YOUR OBJECTIVE: Every line from the line containing "Target phrase = wolf ear" through the final line of the data is to be printed exactly; no other line is to appear.

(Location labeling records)
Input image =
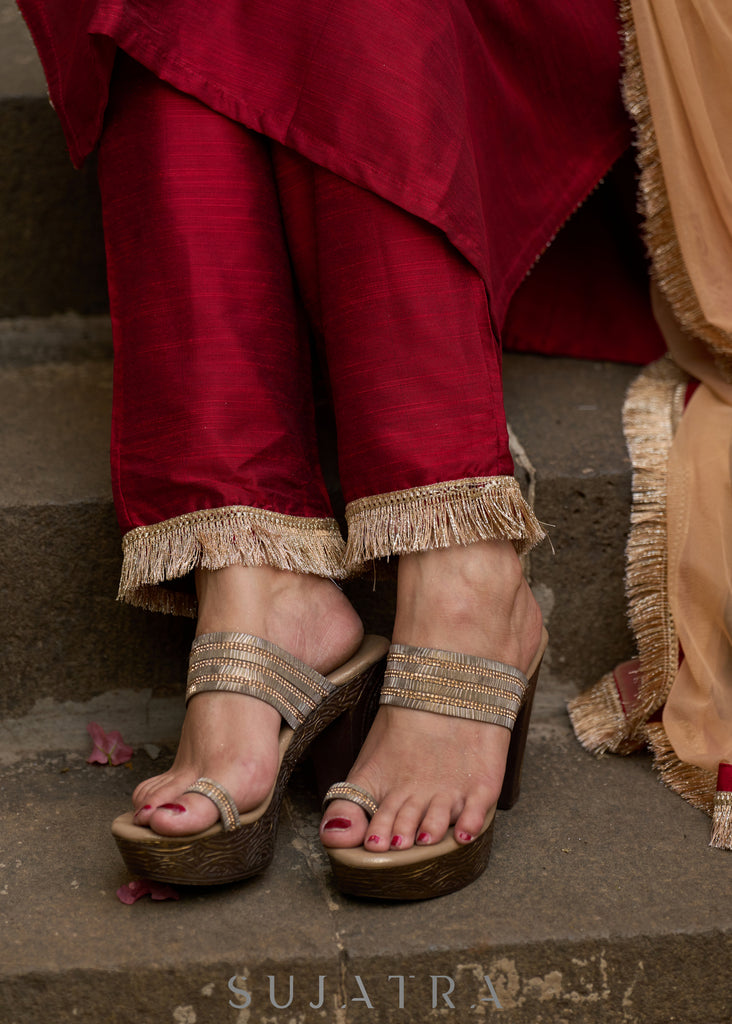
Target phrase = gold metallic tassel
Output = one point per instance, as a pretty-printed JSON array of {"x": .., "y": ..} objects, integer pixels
[
  {"x": 697, "y": 785},
  {"x": 213, "y": 539},
  {"x": 599, "y": 720},
  {"x": 722, "y": 813},
  {"x": 437, "y": 516},
  {"x": 653, "y": 408}
]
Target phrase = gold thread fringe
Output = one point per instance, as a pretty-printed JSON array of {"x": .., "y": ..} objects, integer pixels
[
  {"x": 669, "y": 267},
  {"x": 439, "y": 515},
  {"x": 722, "y": 821},
  {"x": 213, "y": 539},
  {"x": 650, "y": 415},
  {"x": 697, "y": 785},
  {"x": 599, "y": 721}
]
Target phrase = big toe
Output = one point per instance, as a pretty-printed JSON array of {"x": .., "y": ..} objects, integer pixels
[
  {"x": 344, "y": 824},
  {"x": 183, "y": 814}
]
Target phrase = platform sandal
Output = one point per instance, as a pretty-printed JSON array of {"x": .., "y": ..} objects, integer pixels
[
  {"x": 241, "y": 845},
  {"x": 463, "y": 686}
]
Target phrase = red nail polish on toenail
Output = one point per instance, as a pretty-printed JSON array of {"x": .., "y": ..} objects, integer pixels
[{"x": 337, "y": 823}]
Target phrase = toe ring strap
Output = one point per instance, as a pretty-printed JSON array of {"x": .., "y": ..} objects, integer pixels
[
  {"x": 217, "y": 795},
  {"x": 356, "y": 795}
]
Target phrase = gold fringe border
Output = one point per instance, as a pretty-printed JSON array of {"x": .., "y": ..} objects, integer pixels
[
  {"x": 653, "y": 407},
  {"x": 483, "y": 508},
  {"x": 660, "y": 238},
  {"x": 212, "y": 539},
  {"x": 722, "y": 821},
  {"x": 599, "y": 720},
  {"x": 697, "y": 785}
]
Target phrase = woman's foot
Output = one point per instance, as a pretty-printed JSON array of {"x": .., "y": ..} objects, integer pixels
[
  {"x": 429, "y": 772},
  {"x": 229, "y": 737}
]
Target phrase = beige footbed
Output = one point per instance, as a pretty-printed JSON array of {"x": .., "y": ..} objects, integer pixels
[{"x": 373, "y": 648}]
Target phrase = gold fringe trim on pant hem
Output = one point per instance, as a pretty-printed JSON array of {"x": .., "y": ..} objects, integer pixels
[
  {"x": 653, "y": 408},
  {"x": 697, "y": 785},
  {"x": 439, "y": 515},
  {"x": 213, "y": 539},
  {"x": 599, "y": 720},
  {"x": 660, "y": 238}
]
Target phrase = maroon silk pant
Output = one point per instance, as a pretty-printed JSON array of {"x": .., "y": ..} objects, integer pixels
[{"x": 224, "y": 252}]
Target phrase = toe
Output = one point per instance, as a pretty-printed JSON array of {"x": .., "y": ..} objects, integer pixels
[
  {"x": 181, "y": 814},
  {"x": 472, "y": 818},
  {"x": 435, "y": 822},
  {"x": 343, "y": 824},
  {"x": 405, "y": 824},
  {"x": 381, "y": 828}
]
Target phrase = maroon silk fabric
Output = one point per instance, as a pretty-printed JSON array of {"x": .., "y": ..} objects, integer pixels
[
  {"x": 205, "y": 221},
  {"x": 489, "y": 119}
]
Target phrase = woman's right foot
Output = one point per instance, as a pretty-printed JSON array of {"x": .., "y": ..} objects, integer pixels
[
  {"x": 233, "y": 738},
  {"x": 430, "y": 772}
]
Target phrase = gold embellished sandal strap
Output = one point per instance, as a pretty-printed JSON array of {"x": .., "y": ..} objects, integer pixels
[
  {"x": 239, "y": 663},
  {"x": 217, "y": 795},
  {"x": 449, "y": 683},
  {"x": 356, "y": 795}
]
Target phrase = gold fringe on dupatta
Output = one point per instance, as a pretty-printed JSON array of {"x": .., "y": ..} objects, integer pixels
[
  {"x": 693, "y": 783},
  {"x": 439, "y": 515},
  {"x": 213, "y": 539},
  {"x": 653, "y": 407},
  {"x": 669, "y": 266},
  {"x": 685, "y": 50}
]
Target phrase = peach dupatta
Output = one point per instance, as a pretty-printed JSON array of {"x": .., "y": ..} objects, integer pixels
[{"x": 679, "y": 90}]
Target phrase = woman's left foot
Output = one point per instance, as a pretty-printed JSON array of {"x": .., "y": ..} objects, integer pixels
[{"x": 426, "y": 771}]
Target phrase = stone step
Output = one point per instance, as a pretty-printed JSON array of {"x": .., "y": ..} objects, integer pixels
[
  {"x": 602, "y": 904},
  {"x": 71, "y": 648}
]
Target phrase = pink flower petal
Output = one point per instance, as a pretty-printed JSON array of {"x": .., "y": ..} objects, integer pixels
[
  {"x": 119, "y": 751},
  {"x": 110, "y": 749},
  {"x": 132, "y": 891}
]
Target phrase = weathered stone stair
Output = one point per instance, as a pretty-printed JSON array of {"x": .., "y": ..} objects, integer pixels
[{"x": 602, "y": 902}]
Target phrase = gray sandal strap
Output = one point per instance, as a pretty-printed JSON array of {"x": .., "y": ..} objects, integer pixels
[
  {"x": 356, "y": 795},
  {"x": 239, "y": 663},
  {"x": 217, "y": 795},
  {"x": 448, "y": 683}
]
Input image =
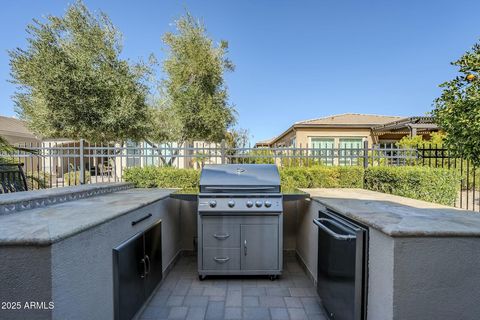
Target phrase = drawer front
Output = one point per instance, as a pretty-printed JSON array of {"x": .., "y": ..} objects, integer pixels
[
  {"x": 221, "y": 235},
  {"x": 221, "y": 259}
]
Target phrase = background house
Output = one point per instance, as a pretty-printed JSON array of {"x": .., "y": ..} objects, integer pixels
[
  {"x": 15, "y": 131},
  {"x": 349, "y": 130}
]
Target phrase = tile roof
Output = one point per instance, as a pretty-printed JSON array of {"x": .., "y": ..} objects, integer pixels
[
  {"x": 350, "y": 119},
  {"x": 15, "y": 127}
]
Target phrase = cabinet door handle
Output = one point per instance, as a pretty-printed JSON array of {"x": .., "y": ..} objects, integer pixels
[
  {"x": 221, "y": 236},
  {"x": 221, "y": 260},
  {"x": 141, "y": 219},
  {"x": 147, "y": 259},
  {"x": 144, "y": 268}
]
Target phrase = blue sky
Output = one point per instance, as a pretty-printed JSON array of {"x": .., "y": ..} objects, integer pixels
[{"x": 294, "y": 60}]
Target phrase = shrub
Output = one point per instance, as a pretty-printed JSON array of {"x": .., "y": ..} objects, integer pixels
[
  {"x": 430, "y": 184},
  {"x": 162, "y": 177},
  {"x": 321, "y": 177},
  {"x": 73, "y": 178},
  {"x": 38, "y": 179}
]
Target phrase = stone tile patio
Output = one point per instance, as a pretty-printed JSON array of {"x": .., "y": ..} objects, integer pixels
[{"x": 183, "y": 296}]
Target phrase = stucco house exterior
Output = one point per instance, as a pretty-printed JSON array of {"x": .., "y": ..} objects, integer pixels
[{"x": 350, "y": 130}]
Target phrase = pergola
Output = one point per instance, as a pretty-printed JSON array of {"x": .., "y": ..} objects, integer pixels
[{"x": 411, "y": 126}]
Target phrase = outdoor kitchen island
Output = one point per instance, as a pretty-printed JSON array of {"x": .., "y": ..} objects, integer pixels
[
  {"x": 76, "y": 252},
  {"x": 423, "y": 258}
]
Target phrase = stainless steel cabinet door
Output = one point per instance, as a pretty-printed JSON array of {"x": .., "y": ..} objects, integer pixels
[
  {"x": 259, "y": 247},
  {"x": 129, "y": 273},
  {"x": 153, "y": 257}
]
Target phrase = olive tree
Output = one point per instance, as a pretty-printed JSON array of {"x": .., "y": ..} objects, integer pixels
[
  {"x": 72, "y": 83},
  {"x": 194, "y": 104}
]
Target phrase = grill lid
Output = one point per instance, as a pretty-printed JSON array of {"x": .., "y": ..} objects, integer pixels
[{"x": 240, "y": 178}]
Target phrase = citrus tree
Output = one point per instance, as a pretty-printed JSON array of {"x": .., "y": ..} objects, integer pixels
[{"x": 457, "y": 110}]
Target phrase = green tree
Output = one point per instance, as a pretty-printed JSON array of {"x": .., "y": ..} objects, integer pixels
[
  {"x": 73, "y": 84},
  {"x": 195, "y": 97},
  {"x": 457, "y": 110}
]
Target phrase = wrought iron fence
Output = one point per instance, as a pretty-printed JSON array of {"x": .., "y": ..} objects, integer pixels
[{"x": 57, "y": 164}]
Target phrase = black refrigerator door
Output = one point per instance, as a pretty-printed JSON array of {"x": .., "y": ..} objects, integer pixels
[
  {"x": 128, "y": 277},
  {"x": 340, "y": 267},
  {"x": 153, "y": 257}
]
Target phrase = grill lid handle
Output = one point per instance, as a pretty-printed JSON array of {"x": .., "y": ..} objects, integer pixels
[
  {"x": 332, "y": 233},
  {"x": 221, "y": 236}
]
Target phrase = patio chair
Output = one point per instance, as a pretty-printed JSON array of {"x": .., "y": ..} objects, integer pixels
[{"x": 12, "y": 178}]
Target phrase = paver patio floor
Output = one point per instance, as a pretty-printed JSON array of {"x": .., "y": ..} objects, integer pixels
[{"x": 183, "y": 296}]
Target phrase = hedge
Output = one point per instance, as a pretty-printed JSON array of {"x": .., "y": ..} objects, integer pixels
[
  {"x": 430, "y": 184},
  {"x": 73, "y": 178},
  {"x": 322, "y": 177},
  {"x": 162, "y": 177}
]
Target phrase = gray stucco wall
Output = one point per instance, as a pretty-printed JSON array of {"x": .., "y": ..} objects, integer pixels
[
  {"x": 82, "y": 281},
  {"x": 437, "y": 278},
  {"x": 23, "y": 275},
  {"x": 380, "y": 283},
  {"x": 307, "y": 235},
  {"x": 76, "y": 273}
]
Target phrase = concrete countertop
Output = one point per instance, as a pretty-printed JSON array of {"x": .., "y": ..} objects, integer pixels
[
  {"x": 398, "y": 216},
  {"x": 46, "y": 225}
]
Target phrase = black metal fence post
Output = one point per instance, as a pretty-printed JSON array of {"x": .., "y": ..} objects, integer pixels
[
  {"x": 222, "y": 151},
  {"x": 365, "y": 154},
  {"x": 82, "y": 163}
]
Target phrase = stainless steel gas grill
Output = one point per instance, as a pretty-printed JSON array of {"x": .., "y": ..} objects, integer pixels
[{"x": 240, "y": 214}]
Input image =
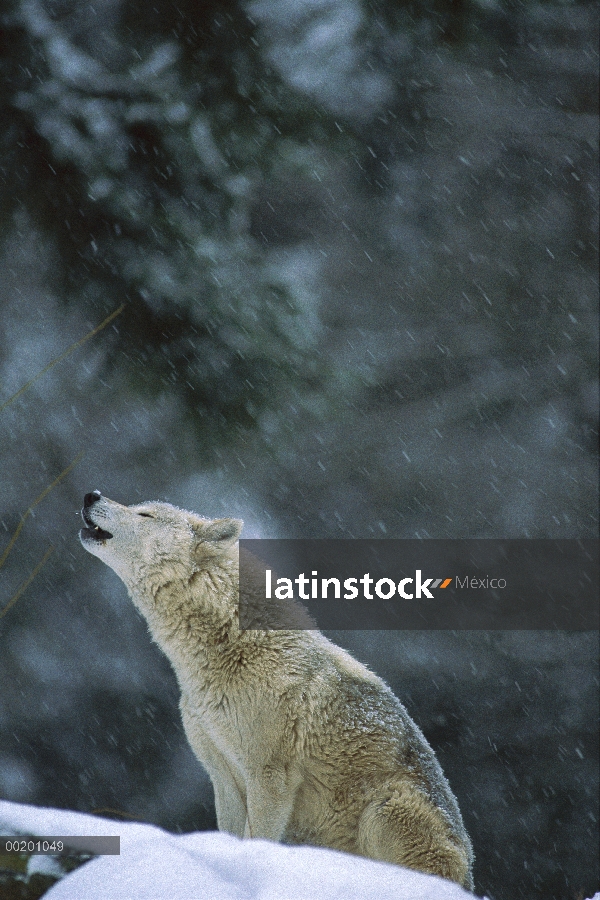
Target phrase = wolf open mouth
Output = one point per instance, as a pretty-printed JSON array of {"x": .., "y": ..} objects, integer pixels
[{"x": 93, "y": 531}]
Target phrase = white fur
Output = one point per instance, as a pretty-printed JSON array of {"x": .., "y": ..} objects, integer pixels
[{"x": 302, "y": 743}]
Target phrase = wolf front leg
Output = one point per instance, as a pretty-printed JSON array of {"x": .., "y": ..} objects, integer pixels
[
  {"x": 229, "y": 799},
  {"x": 270, "y": 797}
]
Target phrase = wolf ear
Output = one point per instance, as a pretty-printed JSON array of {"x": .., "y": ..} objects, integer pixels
[{"x": 220, "y": 531}]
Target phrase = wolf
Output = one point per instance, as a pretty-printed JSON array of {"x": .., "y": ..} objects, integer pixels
[{"x": 303, "y": 744}]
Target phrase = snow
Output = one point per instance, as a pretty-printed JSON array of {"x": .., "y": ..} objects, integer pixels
[{"x": 154, "y": 864}]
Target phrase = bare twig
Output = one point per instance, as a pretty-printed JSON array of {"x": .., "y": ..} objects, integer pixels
[{"x": 58, "y": 359}]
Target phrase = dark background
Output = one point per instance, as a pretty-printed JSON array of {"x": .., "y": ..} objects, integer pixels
[{"x": 356, "y": 247}]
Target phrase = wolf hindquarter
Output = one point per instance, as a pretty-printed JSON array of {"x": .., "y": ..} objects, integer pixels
[{"x": 302, "y": 743}]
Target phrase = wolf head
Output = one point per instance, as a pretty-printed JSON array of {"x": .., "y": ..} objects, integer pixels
[{"x": 153, "y": 543}]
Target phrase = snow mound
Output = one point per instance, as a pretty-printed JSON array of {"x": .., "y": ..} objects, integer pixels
[{"x": 155, "y": 864}]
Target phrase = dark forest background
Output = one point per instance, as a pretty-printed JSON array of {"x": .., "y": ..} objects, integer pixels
[{"x": 349, "y": 251}]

TASK ANSWER:
Target phrase = wolf ear
Output = one point per instance, as a pretty-printed JSON array of {"x": .., "y": ..} objects, integer pixels
[{"x": 220, "y": 531}]
Target phrase = wolf
Output = one point per instance, as a pretty-printed JSON array of {"x": .., "y": ..} objects, integer pixels
[{"x": 303, "y": 744}]
Target phrase = snow
Output = one point per instance, as a pretty-printed JSON array of {"x": .., "y": ..} objects, integer pixels
[{"x": 154, "y": 864}]
Target phrase = bare twig
Output = one point per instance, as a pretty-printed JSON array of {"x": .., "y": ..} objects, integer pixels
[{"x": 58, "y": 359}]
Target phrase = dark background
Output = one point per instance, as a pretty-printed JSON array of {"x": .., "y": ..} objects, integer pixels
[{"x": 356, "y": 247}]
Target phrase = wolf hindquarter
Output = one point per instance, as a pretty-printed JSON array of {"x": .., "y": ..} objects, integer pixels
[{"x": 302, "y": 743}]
Target phrase = wolf head
Output = one point per instance, as a pretty-printed JSON array of {"x": .., "y": ..} objects, integer pixels
[{"x": 153, "y": 543}]
Target phrase = snow mound
Output = one point per instance, as a pretty-printed JSON array of {"x": .., "y": ..} objects, integer pixels
[{"x": 155, "y": 864}]
Target phrase = dark forest background
Output = one point per instance, as a pretty-printed JSON array of {"x": .., "y": ..} objects, integer pixels
[{"x": 349, "y": 251}]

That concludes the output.